Dataset records START

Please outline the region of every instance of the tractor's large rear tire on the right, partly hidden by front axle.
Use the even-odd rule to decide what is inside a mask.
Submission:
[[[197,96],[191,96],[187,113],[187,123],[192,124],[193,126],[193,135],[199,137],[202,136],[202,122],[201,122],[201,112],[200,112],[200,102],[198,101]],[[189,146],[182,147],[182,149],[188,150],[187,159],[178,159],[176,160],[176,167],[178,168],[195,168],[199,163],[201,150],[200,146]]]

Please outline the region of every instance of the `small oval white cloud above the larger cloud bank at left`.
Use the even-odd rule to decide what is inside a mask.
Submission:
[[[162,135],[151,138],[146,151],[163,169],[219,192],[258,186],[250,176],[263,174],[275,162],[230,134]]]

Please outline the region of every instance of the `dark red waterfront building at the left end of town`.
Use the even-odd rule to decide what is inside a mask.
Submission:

Dataset records END

[What to work on] Would you give the data above again, exactly as written?

[Task response]
Please outline the region of every instance of the tractor's large rear tire on the right, partly hidden by front axle.
Use the even-odd rule to decide what is inside a mask.
Submission:
[[[197,96],[191,96],[187,113],[187,123],[192,124],[193,126],[193,135],[199,137],[202,136],[202,122],[201,122],[201,112],[200,112],[200,102],[198,101]],[[189,146],[182,147],[182,149],[188,150],[187,159],[178,159],[176,160],[176,167],[178,168],[195,168],[199,163],[201,150],[200,146]]]

Please outline the region of every instance of the `small oval white cloud above the larger cloud bank at left`.
Use the even-odd rule to decide what is inside a mask.
Submission:
[[[162,135],[151,138],[146,151],[163,169],[219,192],[258,186],[250,176],[263,174],[275,162],[230,134]]]

Please outline the region of every instance of the `dark red waterfront building at the left end of town`.
Use the even-odd rule to decide what is inside a mask.
Submission:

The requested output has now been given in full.